* _YOUR INSTRUCTIONS_: Resume the text on testing CSSA against benchmark functions, picking up after its last sentence.

* _READING TEXT_:
Due to the stochastic behavior of meta-heuristic optimization algorithms, there is a need to employ a set of test function to prove the superiority and efficiency of an algorithm [39]. In this work, several experiments are conducted to evaluate the performance of the proposed CSSA, where two benchmark categories are employed. The mathematical definition and characteristic of the benchmark functions are presented in Tables 12, 13, 14 and 15 in the Appendix section. In these tables, lb denotes the lower boundary of search space, while ub denotes the upper boundary of the search space, opt is defined for the optimal value of a function, and finally, dim is the number of dimensions. For more information of these function, the authors refer to [40,41,42]. The first category, namely unimodal benchmark functions have no local optima and one global optima. This category is used to evaluate the exploitation of the algorithm. The second category known as multimodal benchmark functions has multiple local optima and multi-global optima, despite unimodal function. The properties of this category are used to evaluate the exploration of the algorithm. Also, it is used to evaluate the capability of the algorithm in avoiding the local optima.

Table 2 compares the performance of the original SSA with different versions of CSSA for unimodal benchmark functions in terms of mean and standard deviation. The notations of CSSA1 till CSSA10 are previously defined in Table 1. In Table 2, the best results are underlined. As it can be observed, CSSA with logistic chaotic map obtained the best mean values for three out of six benchmark functions. These functions are F1, F2 and F4. Also, it can be observed that CSSA with Gauss, piecewise and chebychev are in second place. Additionally, it can be seen that the proposed CSSA algorithms have high stability compared with original SSA. This is due to the stochastic behavior of SSA meta-heuristic algorithm, where random variables are included. Moreover, it can be seen that all versions of CSSA obtained better results than original SSA. Table 3 shows p-values obtained from Wilcoxon’s rank sum test for the pair-wise comparison of the best value obtained from whole iterations with a 5% significance level. This test is used to determine whether the proposed CSSA algorithms provide a significant improvement compared to the original SSA. As it can be observed, all CSSA versions are statistically significant. From these two tables, it can be concluded that embedding chaotic variables during optimization process of SSA can significantly boost the performance of original SSA in terms of exploitation and stability.

* _RECORDS PROVIDED_:
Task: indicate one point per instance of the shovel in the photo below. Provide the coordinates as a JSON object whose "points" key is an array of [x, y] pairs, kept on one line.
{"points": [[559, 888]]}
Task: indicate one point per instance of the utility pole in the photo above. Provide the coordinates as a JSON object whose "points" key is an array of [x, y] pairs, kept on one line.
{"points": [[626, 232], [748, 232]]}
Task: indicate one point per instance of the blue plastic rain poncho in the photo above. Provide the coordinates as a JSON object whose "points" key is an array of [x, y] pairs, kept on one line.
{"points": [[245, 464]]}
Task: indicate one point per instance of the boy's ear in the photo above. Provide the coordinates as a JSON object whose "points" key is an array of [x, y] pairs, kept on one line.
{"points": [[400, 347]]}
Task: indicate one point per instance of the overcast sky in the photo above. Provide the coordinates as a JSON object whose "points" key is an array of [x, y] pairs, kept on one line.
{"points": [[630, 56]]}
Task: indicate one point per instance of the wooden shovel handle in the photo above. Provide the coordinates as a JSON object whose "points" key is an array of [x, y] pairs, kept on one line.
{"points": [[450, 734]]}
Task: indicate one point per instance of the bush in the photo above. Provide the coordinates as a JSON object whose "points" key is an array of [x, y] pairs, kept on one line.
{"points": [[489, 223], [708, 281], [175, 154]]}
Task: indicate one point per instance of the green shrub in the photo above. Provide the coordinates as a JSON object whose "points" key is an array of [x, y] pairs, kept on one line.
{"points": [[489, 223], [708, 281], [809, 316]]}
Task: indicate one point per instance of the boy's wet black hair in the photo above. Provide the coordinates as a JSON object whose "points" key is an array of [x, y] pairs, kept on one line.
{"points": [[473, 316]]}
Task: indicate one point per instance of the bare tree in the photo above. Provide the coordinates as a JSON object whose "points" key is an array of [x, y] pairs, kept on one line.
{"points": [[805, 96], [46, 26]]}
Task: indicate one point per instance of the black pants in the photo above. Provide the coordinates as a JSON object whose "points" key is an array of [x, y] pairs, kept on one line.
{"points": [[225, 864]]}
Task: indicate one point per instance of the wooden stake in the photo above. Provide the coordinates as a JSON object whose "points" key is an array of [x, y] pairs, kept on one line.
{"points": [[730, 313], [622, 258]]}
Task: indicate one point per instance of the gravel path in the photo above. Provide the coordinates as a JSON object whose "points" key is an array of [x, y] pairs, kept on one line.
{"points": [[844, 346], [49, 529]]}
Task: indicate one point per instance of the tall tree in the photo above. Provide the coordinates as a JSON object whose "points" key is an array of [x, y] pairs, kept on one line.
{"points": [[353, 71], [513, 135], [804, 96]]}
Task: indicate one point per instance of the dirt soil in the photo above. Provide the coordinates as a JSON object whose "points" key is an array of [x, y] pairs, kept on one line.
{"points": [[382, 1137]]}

* _ANSWER TO THIS PROBLEM_:
Table 2 Comparison of statistical results obtained using SSA and different version of CSSA for unimodal benchmark functions

Table 3 Comparison of p-values of the Wilcoxon ranksum test obtained using SSA and different version of CSSA over unimodal benchmark functions

Table 4 compares mean and standard deviation values of SSA with the proposed CSSA algorithms for multimodal benchmark functions. As it can be observed, again, CSSA with logistic chaotic map obtained the best results for most of the multimodal functions. As it obtained the best mean values for four functions out of seven functions; F9,F10,F12 and F13. While CSSA with Gauss chaotic map obtained the optimal results for F13 and F14. Also, the results from embedding different chaotic maps in optimization process of SSA obtained better results than SSA. Moreover, it can be observed the high stability of the proposed CSSA algorithms compared with SSA. Table (5) shows the p-values of Wilcoxon’s rank-sum test. As it can be seen, most of the obtained values are less than 0.05, which means that the proposed CSSA algorithms are statistically significant. From these two tables, it can be concluded that embedding the characteristics of chaotic maps able to obviously avoid local optima and obtain global optima with a small number of iterations. This is due to a proper balance between exploitation and exploration when employing chaotic variables during optimization process of SSA. Based on all the produced results, we select logistic chaotic map as the most appropriate map. Thus, in next, this map will be further evaluated in more details.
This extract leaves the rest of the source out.